(Source records)

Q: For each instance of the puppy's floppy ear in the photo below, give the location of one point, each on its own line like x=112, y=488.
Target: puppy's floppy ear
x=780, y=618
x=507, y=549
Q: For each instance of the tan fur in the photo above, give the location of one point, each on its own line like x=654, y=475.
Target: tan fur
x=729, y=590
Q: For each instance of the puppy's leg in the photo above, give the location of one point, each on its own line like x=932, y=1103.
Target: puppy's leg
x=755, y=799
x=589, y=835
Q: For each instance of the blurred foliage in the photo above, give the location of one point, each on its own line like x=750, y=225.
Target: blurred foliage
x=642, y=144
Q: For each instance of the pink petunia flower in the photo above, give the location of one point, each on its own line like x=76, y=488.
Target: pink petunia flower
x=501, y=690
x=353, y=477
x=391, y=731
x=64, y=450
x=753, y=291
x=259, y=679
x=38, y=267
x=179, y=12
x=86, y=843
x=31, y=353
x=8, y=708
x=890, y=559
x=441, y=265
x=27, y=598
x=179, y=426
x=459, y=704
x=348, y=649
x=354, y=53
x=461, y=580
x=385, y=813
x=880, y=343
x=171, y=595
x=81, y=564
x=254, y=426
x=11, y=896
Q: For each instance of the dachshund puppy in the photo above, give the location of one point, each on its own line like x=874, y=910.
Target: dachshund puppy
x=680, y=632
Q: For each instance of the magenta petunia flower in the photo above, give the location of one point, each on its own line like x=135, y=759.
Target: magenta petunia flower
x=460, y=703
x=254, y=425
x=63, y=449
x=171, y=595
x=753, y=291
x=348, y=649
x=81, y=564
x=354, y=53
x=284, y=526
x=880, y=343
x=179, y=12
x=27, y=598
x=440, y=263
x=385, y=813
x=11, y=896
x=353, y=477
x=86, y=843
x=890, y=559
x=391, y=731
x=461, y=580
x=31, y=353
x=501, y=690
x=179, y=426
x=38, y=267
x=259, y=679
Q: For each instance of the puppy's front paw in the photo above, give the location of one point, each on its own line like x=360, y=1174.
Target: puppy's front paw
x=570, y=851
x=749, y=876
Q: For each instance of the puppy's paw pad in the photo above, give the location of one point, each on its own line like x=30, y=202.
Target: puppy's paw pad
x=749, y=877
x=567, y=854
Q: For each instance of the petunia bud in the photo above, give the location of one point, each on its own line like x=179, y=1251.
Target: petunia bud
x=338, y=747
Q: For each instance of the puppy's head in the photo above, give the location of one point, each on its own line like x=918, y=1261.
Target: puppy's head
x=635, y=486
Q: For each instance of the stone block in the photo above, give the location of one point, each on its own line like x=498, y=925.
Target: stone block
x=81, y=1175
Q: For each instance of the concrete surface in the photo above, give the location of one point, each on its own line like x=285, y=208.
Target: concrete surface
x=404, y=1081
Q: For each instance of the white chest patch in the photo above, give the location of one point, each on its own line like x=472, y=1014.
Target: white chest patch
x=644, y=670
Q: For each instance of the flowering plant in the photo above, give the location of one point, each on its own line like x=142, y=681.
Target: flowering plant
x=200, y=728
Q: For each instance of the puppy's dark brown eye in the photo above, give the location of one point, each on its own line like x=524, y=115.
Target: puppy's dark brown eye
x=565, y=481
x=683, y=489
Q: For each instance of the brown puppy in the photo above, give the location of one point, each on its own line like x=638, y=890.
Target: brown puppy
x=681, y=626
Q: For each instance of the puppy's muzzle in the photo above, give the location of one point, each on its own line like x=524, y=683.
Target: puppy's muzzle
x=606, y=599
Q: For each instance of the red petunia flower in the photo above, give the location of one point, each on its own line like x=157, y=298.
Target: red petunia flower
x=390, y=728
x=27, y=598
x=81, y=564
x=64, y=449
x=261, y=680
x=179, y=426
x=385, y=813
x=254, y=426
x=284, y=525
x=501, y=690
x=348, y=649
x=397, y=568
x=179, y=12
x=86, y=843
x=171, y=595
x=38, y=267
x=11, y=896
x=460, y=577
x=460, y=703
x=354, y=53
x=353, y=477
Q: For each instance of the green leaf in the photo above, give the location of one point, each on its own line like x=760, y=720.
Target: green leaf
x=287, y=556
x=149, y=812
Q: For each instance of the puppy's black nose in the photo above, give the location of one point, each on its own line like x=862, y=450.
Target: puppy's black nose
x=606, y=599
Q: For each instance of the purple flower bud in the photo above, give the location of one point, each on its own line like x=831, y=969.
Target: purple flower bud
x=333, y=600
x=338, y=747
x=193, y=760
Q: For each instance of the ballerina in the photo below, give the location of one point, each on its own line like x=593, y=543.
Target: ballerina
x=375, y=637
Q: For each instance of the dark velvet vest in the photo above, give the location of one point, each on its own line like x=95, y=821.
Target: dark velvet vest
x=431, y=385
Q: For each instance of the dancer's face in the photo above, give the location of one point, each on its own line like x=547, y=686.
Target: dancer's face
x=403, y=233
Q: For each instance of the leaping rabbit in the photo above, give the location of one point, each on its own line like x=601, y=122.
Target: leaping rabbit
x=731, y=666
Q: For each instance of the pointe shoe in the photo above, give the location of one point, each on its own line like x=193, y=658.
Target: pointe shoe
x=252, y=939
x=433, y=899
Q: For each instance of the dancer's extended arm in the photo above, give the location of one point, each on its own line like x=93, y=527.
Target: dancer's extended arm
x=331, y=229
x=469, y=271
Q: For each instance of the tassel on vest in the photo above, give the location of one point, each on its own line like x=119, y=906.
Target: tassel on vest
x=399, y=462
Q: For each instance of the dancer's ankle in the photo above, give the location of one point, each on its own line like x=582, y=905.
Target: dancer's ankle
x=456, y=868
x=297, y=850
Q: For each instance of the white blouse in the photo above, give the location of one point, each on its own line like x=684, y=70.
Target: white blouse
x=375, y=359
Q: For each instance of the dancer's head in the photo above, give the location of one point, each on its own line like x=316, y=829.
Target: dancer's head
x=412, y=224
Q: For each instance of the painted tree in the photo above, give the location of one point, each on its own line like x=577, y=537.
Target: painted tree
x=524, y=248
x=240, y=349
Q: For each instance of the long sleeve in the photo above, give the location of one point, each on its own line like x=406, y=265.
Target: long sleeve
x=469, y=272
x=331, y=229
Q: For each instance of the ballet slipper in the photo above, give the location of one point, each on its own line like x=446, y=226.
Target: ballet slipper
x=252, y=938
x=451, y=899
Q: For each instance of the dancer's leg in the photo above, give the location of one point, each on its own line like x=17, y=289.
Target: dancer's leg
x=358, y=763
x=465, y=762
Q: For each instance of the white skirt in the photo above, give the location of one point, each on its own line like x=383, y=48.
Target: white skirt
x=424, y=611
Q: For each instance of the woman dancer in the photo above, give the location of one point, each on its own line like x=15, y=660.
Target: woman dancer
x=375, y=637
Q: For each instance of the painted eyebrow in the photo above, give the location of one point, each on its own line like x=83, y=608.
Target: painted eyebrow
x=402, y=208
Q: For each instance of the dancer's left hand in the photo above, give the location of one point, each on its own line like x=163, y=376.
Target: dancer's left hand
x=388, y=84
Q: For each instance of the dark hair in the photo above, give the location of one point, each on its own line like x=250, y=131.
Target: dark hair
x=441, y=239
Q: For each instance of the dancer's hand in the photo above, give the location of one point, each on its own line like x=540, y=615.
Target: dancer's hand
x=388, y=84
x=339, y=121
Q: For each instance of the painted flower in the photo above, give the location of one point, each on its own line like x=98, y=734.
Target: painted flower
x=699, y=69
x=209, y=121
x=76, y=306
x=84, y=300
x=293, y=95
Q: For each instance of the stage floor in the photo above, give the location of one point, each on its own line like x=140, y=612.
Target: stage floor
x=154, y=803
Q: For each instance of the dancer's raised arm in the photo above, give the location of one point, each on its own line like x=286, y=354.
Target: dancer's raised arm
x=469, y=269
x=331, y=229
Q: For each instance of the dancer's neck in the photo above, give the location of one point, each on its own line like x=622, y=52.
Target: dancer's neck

# Task description
Reproduce the listing from its first line through the line containing "x=680, y=632", changing every "photo" to "image" and leaving all else untouched.

# The output
Q: For each instance of the puppy's floppy ear in the image below, give the location of one point, each on its own line like x=112, y=488.
Target: puppy's floppy ear
x=780, y=618
x=507, y=549
Q: For each instance of the tan fur in the image above, give the location of one point, each on its own line like x=654, y=475.
Target: tan fur
x=729, y=590
Q: For each instance of the puppy's leg in the image above, give the location of one point, each on its own line like x=932, y=1103.
Target: puppy's leg
x=755, y=799
x=589, y=835
Q: For each instance of the blurred foliage in the image above, give the location of one point, each on its own line like x=750, y=225.
Target: blurred foliage
x=642, y=144
Q: For each instance of the pink petunia flower in the image above, give the location of one point, each on its own line like x=76, y=488.
Target: pink petunia flower
x=501, y=690
x=353, y=477
x=391, y=731
x=64, y=450
x=753, y=291
x=259, y=679
x=38, y=267
x=179, y=12
x=86, y=843
x=31, y=353
x=8, y=708
x=890, y=559
x=441, y=265
x=27, y=598
x=179, y=426
x=459, y=704
x=348, y=649
x=354, y=53
x=461, y=580
x=385, y=813
x=880, y=343
x=171, y=595
x=81, y=564
x=254, y=426
x=11, y=896
Q: For each instance of the dachshund puppy in the image above, give the location of one point, each on its own line like x=874, y=910.
Target: dachshund puppy
x=680, y=632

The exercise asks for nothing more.